The sensors 60 may provide device and/or environmental data to the processor 50. The device data may comprise, for example, various measured voltage, current and/or temperature levels at nodes within the electronic device and/or components thereof. The processor 50 may, for example, process the received voltage, current and/or temperature levels and identify faults or error conditions and/or make predictions regarding future failures. For example, a power amplifier, capacitor or the like within an electronic device 30 that is starting to fail may exhibit increased and/or decreased voltage, current or temperature levels that alone or in combination indicate a failure or an increased probability of a failure. The sensors 60 may detect such changes and pass this information to the processor 50 which processes the information and predicts a possible current or future fault condition based thereon. The processor 50 may generate a message and cause this message to be transmitted by the wireless transceiver 40 over an external communications network to notify an external entity of the possible current or future fault condition.

While fault prediction and detection is one type of functionality that may be provided in electronic devices 30 that include IoT transceivers 40, it will be appreciated that the electronic devices 30 may collect and transmit a wide variety of other information. For example, IoT enabled devices may include external environmental sensors such as thermometers, barometers, moisture detectors and the like that collect environmental data and/or sense motion. Numerous other environmental sensors are possible. As another example, the electronic devices 30 may include motion detectors and/or accelerometers that may be used to detect movement of the electronic devices 30 or motion in the vicinity thereof.

The processor 50 and/or the sensors 60 associated with a given electronic device 30 may be used to monitor various aspects of the electronic device 30 and may generate status information such as location information, health information, environmental information and the like. For example, the processor 50 and sensors 60 associated with a particular electronic device 30 may detect failure of components of the electronic device 30, may predict when future failure of components is likely, may detect when the electronic device 30 is not operating within specifications and the like. When component failures or out-of-specification operation is detected or predicted, the processor 50 may forward messages to the wireless transceiver 40 associated with the electronic device 30 for communication to an external communications network. The processor 50 may likewise intermittently transmit status information or environmental information collected by the sensors 60 to the external communications network.
:::::
--- TASK INSTRUCTIONS ---
Pick up the text on sensor monitoring in IoT-enabled electronic devices after its last sentence and continue it. The records below come from a different source than the text on sensor monitoring in IoT-enabled devices.

--- DATA SHOWN ---
:::::
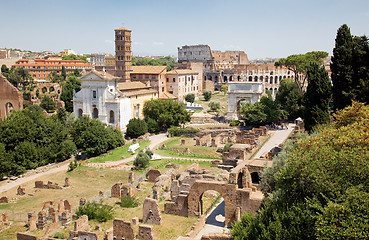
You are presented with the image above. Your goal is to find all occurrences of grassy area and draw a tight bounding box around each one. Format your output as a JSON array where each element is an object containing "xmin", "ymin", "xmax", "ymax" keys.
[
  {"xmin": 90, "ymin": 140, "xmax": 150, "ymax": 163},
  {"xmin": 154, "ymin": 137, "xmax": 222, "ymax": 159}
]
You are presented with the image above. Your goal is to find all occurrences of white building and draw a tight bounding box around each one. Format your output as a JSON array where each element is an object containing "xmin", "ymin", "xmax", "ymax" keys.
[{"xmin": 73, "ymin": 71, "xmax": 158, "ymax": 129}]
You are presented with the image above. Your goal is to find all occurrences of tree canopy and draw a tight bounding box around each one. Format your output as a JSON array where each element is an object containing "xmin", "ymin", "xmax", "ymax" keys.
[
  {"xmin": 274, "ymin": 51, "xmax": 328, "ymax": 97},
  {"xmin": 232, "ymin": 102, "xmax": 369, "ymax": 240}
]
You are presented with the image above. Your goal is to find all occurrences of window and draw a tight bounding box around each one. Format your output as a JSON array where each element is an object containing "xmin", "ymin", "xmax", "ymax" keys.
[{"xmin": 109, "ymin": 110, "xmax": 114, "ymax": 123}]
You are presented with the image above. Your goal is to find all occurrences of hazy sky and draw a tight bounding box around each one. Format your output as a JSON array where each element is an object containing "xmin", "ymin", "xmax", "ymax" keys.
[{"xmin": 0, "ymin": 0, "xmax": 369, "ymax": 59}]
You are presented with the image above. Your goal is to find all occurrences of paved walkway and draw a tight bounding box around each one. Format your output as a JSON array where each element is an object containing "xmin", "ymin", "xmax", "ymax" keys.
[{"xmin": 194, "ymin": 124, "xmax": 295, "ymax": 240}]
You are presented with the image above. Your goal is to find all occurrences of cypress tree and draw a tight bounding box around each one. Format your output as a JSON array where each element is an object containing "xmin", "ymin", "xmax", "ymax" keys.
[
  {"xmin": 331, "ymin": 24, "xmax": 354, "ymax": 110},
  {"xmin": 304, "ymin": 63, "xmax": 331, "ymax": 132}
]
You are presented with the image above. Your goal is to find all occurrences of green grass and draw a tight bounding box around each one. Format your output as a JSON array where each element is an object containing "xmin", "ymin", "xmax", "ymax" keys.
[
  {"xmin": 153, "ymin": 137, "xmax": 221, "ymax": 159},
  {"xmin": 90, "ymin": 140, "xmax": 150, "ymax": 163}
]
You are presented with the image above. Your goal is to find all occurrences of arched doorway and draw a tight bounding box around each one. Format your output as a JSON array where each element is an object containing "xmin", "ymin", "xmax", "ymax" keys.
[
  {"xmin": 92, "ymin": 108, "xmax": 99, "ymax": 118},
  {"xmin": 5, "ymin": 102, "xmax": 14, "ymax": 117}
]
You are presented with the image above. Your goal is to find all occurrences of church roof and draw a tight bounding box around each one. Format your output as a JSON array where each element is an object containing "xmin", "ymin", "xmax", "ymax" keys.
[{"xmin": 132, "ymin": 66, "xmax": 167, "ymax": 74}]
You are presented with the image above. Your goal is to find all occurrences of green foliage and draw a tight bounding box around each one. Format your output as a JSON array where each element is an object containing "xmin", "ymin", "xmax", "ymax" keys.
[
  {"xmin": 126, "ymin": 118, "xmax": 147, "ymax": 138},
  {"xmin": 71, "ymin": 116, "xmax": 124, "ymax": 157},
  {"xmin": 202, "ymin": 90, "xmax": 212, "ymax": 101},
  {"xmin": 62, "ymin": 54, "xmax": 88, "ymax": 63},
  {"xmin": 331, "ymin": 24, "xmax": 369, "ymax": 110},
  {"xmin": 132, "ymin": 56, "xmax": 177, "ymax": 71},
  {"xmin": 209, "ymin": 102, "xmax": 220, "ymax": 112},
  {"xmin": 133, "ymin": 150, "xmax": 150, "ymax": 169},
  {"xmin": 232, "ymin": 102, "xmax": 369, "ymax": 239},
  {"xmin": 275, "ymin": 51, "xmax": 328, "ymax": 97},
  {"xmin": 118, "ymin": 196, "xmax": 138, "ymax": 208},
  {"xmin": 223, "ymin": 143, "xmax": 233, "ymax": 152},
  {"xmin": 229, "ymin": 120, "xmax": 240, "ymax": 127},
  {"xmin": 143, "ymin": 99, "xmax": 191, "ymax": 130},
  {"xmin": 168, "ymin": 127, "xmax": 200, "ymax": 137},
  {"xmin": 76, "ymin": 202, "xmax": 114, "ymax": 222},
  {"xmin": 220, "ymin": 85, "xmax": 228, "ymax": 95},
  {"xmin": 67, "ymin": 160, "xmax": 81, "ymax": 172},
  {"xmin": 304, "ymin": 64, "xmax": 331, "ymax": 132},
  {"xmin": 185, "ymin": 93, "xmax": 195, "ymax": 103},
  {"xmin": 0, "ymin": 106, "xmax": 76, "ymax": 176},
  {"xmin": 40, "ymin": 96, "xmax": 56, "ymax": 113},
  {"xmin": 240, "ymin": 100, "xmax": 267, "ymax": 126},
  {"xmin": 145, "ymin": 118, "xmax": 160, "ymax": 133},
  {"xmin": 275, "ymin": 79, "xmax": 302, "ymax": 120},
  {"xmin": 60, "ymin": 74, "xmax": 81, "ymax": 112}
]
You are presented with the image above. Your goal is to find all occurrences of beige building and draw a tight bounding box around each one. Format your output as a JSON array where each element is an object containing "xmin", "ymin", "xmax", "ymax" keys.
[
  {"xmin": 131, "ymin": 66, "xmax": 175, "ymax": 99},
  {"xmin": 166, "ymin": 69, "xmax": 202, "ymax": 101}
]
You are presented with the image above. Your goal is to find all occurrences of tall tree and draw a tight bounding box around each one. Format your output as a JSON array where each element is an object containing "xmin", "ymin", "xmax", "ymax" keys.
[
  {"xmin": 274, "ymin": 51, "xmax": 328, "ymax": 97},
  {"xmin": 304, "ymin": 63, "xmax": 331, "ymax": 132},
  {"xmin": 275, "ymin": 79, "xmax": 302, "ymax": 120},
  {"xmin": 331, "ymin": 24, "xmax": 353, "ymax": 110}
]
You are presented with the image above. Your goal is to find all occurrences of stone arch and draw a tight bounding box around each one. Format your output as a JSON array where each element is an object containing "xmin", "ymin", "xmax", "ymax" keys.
:::::
--- RESPONSE TO THIS EXERCISE ---
As noted above, the construction of the cabinet 10 may prevent wireless signals emanating from sources outside the cabinet 10 from entering the cabinet 10, and/or may prevent wireless signals emitted from electronic devices 30 inside the cabinet 10 from exiting the cabinet 10. For example, the wireless transceivers 40 on the electronic devices 30 may intermittently transmit status and/or alarm signals that are to be transmitted to an intended recipient over a wireless communications network such as, for example, a NB-IoT network operating over an LTE cellular network. Because the metal walls of the cabinet 10 provide RF shielding, the NB-IoT signals transmitted by the wireless transceivers 40 may not exit the cabinet 10 with sufficient power to be received by the NB-IoT network.

To address this problem, the electronics cabinet 10 according to embodiments of the present invention also includes a relay 70. The relay 70 may be manufactured integral with the cabinet 10 or may be a separate unit that is mounted on or in the cabinet 10. The relay 70 may be located at any suitable location within the cabinet 10. Typically, a first part of the relay 70 will be within the cabinet 10 and a second portion of the relay may be located outside the cabinet 10. The relay 70 may be used to relay signals transmitted by the wireless transceivers 40 outside the cabinet 10 and may be used to relay signals transmitted by an external communications network into the interior of the cabinet 10 where such signals may be received by the wireless transceivers 40.

As will be discussed in greater detail below, the relay 70 may comprise a passive or active device that is configured to forward transmissions from within the cabinet 10 to the exterior of the cabinet 10 and to forward signals incident on the exterior of the cabinet 10 into the interior of the cabinet 10. When implemented as a passive device, the relay 70 may be as simple as a first antenna that is on the exterior of the cabinet 10, a second antenna that is on the interior of the cabinet 10 and a transmission line connecting these two antennas. When implemented as an active device, the relay 70 may include, for example, one or more amplifiers such as a low-noise amplifier that amplify signals received at the first antenna before they are passed to the second antenna (and vice versa). The relay 70 may also, in some embodiments, convert between communications protocols and/or have other functionality. The relay 70 may forward messages, instructions, commands, requests, status updates, status predictions, data, or other information both to and from the electronic devices 30 to remote locations.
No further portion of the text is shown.